- TO BE DONE -
A. In the article on S&P's municipal-bond downgrades, by what date is the 12-member congressional panel supposed to produce its recommendations?
B. Write the next part of the article on S&P's municipal-bond downgrades, picking up after its final paragraph.

2011년 8월 10일 수요일

S&P Says Many Munis Can Keep AAA After Downgrade of 11,500 Linked to U.S.


S&P Says Many Munis Can Keep AAA After Downgrade of 11,500 Linked to U.S.

Q
Standard & Poor’s, which lowered thousands of municipal-bond ratings tied to the federal government, won’t make further downgrades until details of U.S. spending cuts are settled.
“We don’t have enough information,” Steve Murphy, managing director of U.S. public finance for the ratings company, said in a telephone interview yesterday. “We know the states that are reliant on the federal government, we know the locals that are reliant on the federal government, but we don’t know what the cuts are.”
S&P cut about 11,500 securities to AA+ in the $2.9 trillion municipal-bond market after the company downgraded the U.S., according to data compiled by Bloomberg. They include school- construction bonds in Irving, Texas; debt backed by a federal lease in Miami; and a bond series for multifamily housing in Oceanside, California.
On Aug. 2, the Senate voted 74-26 to raise the nation’s debt ceiling until 2013 along with automatic spending cuts to enforce $2.4 trillion in reductions in the next 10 years. It followed an agreement in the House of Representatives.
While the measure specifies $917 billion in discretionary spending cuts over 10 years, the rest is left to a panel of 12 members of Congress, split evenly between Republicans and Democrats, which is supposed to come up with recommendations by Nov. 23.

Assessing the Impact

“The vote on the bill is due by Dec. 23, so we’ll know what we need to know as far as what the impact on municipalities is going to be,” Murphy said in a conference call today.
The ratings company is waiting for information about size, location, type and duration of spending cuts, he said. When the details are released it won’t just be top-rated issuers affected, he said.
“We’re talking about all our credits on a case-by-case basis,” Murphy said.

- EXTRACTED RECORDS -

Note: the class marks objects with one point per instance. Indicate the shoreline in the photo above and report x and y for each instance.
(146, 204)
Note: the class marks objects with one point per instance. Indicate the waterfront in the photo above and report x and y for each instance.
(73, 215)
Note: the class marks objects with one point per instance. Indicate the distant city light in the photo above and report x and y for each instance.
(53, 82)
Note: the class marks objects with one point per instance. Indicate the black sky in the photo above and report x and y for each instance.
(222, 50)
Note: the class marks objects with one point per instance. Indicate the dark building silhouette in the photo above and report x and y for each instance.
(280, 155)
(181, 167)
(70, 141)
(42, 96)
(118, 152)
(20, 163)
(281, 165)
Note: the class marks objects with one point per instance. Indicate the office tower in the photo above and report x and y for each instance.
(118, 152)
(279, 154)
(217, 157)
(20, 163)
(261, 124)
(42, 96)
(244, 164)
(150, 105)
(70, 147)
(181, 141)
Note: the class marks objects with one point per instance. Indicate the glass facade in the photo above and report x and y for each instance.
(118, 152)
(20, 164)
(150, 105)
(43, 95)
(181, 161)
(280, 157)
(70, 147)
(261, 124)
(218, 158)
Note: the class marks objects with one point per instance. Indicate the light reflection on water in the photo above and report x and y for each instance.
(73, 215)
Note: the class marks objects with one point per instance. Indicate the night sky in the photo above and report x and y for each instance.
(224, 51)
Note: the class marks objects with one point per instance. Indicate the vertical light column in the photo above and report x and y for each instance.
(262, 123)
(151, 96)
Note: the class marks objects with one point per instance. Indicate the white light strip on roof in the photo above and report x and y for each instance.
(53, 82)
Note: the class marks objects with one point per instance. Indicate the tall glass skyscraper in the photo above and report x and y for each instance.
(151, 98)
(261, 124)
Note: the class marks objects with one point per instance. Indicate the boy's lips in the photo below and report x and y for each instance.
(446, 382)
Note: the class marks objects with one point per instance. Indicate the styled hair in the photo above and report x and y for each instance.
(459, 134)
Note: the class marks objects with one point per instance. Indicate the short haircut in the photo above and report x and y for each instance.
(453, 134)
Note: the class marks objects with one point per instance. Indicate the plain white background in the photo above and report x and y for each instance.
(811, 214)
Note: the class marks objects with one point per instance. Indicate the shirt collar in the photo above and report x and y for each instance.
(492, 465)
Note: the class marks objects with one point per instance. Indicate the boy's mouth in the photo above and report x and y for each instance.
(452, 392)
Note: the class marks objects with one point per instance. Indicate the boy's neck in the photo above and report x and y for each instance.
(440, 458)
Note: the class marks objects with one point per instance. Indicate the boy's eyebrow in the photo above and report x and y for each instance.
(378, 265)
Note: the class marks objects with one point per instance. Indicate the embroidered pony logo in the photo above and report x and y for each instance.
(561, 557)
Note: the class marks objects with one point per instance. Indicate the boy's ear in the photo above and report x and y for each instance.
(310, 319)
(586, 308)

- OUTPUTS -
A. Nov. 23

B.
The Aug. 8 rating cuts also affected debt backed by federal mortgage guarantors Fannie Mae and Freddie Mac and so-called pre-refunded bonds, which are paid off with income from Treasuries bought with borrowed funds. No state general- obligation ratings were changed, and S&P said many borrowers should remain AAA.
“They made it clear that there are going to be states that can continue to be AAA, and that was a concern,” said Tom Kozlik, director of municipal credit analysis for Philadelphia brokerage Janney Montgomery Scott.

Top Grades

Both Moody’s Investors Service and Fitch Ratings kept their top grades for the U.S. government last week. Moody’s said the outlook was negative.
States and local governments are “well-insulated from capital markets volatility because they do not depend on market access to meet their most critical funding requirements,” Moody’s said today in a report.
S&P still scores the general-obligation debt of nine states AAA. The country’s “decentralized governmental structure” calls for an independent review of state and local government credits, 3.9 percent of which have AAA ratings, S&P said. A state rating generally can only be one level above the federal government, Murphy said.

Individual Fright

Institutional money managers are worried that individual investors, who depend more heavily on credit analysis companies, will start selling their municipal holdings, said R.J. Gallo, who manages about $900 million as a senior vice president at Pittsburgh-based Federated Investors.
“If it prompts them to sell munis, it has a price impact, and then I might react in terms of what bonds I want to sell or buy,” Gallo said in a telephone interview.
Investors withdrew about $861 million from U.S. municipal- bond mutual funds in the week through Aug. 3, according to Denver-based Lipper U.S. Fund Flows. It was the second straight week of net withdrawals and the biggest since April.
The S&P downgrades had been anticipated and didn’t remove market uncertainty, said Neil Klein, who manages $925 million in fixed-income assets at Carret Asset Management LLP inNew York.
Kozlik said S&P would likely publicize any state rating cuts by first changing its outlook, as is traditionally done.
S&P, in lowering the U.S. on Aug. 5 from AAA, cited politics in congressional negotiations to increase the federal debt ceiling and said lawmakers failed to reduce spending enough.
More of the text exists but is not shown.